**The exercise**.
Please reproduce the listing from its first line through the line containing "[528,523,580,556]", inclusive, with the requests kept as they are. Shift every bounding-box coordinate in the answers up by 56, and stop at that line.

-*-

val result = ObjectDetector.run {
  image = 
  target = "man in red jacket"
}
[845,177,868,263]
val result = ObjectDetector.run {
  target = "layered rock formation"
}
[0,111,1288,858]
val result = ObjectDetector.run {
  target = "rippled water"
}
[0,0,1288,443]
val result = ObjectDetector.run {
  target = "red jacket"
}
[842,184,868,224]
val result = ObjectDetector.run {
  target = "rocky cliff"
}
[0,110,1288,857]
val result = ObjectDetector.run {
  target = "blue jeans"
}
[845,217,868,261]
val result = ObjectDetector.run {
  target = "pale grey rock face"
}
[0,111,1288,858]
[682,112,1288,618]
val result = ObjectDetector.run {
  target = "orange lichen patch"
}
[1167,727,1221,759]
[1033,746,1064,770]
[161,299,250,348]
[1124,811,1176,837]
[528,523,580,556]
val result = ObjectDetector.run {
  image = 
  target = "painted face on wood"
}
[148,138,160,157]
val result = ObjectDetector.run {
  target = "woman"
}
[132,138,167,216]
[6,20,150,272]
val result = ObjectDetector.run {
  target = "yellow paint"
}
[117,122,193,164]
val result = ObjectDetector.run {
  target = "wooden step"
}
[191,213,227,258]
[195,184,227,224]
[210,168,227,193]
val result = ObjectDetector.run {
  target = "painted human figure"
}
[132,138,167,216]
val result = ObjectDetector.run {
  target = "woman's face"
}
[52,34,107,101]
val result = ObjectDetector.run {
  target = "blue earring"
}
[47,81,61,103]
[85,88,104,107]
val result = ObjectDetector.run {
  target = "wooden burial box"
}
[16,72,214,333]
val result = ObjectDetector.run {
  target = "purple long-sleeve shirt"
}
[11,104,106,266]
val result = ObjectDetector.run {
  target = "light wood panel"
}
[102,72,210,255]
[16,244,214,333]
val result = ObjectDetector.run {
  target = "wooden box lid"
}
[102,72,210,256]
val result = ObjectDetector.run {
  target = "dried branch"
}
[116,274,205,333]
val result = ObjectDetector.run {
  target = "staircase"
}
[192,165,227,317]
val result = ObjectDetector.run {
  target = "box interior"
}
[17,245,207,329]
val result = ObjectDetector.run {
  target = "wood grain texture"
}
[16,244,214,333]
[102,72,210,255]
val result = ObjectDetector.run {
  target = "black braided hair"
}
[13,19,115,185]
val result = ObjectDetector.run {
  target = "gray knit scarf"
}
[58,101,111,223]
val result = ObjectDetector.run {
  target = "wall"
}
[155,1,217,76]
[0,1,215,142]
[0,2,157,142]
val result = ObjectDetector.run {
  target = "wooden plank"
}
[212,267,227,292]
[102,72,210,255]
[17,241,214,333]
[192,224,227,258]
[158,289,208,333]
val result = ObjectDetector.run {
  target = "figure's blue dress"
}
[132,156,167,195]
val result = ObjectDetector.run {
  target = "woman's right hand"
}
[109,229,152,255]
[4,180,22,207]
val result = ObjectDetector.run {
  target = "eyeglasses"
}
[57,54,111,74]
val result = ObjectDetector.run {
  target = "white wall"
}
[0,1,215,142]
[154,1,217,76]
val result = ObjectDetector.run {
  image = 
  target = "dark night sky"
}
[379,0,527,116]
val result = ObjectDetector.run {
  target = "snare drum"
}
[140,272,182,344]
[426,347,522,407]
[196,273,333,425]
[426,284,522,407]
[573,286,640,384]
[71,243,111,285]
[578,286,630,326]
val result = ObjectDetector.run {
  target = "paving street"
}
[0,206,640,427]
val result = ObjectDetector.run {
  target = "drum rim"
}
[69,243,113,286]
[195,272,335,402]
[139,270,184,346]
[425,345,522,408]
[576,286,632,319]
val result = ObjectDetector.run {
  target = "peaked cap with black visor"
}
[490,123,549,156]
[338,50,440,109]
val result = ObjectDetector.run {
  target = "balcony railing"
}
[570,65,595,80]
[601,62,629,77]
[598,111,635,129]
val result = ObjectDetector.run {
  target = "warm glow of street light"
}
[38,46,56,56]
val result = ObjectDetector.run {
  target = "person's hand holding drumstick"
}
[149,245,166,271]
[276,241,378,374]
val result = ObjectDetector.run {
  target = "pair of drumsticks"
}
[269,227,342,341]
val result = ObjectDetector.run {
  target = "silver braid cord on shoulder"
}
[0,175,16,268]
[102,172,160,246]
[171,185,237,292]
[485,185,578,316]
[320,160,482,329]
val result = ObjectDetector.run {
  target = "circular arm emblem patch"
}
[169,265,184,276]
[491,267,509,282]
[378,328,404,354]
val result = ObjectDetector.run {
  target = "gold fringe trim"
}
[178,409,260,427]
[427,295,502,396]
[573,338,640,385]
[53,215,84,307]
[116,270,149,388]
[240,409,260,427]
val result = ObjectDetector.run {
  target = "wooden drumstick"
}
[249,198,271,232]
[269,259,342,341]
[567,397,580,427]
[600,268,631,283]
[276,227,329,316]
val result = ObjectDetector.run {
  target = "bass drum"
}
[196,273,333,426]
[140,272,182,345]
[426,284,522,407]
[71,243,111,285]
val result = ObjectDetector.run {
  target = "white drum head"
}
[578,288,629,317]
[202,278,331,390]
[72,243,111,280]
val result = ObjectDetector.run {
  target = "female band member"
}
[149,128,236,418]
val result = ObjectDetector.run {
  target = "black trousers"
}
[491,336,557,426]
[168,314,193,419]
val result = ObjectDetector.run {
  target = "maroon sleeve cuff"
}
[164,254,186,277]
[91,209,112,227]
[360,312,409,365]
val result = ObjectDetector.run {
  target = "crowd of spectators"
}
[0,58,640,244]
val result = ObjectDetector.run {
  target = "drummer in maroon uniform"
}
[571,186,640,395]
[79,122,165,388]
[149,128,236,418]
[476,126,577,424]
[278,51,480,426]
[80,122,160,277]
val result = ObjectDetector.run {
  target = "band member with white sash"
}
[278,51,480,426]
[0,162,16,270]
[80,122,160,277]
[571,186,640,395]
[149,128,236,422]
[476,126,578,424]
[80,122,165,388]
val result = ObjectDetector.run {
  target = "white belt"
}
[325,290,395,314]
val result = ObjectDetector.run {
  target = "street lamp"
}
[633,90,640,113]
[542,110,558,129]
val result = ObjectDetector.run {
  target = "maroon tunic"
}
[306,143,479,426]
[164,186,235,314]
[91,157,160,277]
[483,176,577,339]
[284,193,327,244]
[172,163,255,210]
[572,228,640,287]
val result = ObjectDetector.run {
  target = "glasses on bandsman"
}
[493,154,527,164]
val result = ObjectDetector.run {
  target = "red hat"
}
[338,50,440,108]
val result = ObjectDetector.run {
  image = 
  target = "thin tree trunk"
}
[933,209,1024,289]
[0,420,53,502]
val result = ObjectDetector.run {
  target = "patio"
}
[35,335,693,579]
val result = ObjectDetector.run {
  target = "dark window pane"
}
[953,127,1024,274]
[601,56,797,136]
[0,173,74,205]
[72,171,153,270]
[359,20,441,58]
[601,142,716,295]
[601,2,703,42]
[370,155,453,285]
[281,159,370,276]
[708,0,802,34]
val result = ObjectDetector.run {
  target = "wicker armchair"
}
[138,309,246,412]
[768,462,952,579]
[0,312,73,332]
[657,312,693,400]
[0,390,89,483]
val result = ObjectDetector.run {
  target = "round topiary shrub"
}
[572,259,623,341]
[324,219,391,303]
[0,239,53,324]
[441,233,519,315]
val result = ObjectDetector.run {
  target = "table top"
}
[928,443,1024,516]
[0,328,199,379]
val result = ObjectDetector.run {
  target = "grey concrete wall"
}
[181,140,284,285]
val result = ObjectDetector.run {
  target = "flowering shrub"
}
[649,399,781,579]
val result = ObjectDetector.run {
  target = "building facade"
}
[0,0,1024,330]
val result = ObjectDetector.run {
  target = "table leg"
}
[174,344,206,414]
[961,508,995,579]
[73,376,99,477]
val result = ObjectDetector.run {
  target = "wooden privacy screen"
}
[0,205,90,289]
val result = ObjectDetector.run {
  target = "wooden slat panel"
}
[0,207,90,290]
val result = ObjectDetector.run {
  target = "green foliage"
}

-*-

**Task response**.
val result = ObjectDetector.run {
  image = 
  target = "man in red jacket"
}
[901,233,924,319]
val result = ObjectDetector.run {
  target = "layered rock formation"
}
[56,167,1344,914]
val result = ObjectDetector.run {
  target = "rippled water"
}
[56,56,1344,499]
val result = ObjectDetector.run {
  target = "red jacket"
}
[898,240,924,280]
val result = ObjectDetector.run {
  target = "rocky cliff"
}
[56,166,1344,913]
val result = ObjectDetector.run {
  target = "blue jeans"
}
[901,273,924,317]
val result = ObjectDetector.run {
  target = "pale grey rock face"
}
[56,167,1344,914]
[738,168,1344,674]
val result = ObjectDetector.run {
  target = "orange lichen patch"
}
[1223,783,1277,815]
[1089,802,1120,826]
[217,355,306,404]
[1180,867,1232,893]
[584,579,636,612]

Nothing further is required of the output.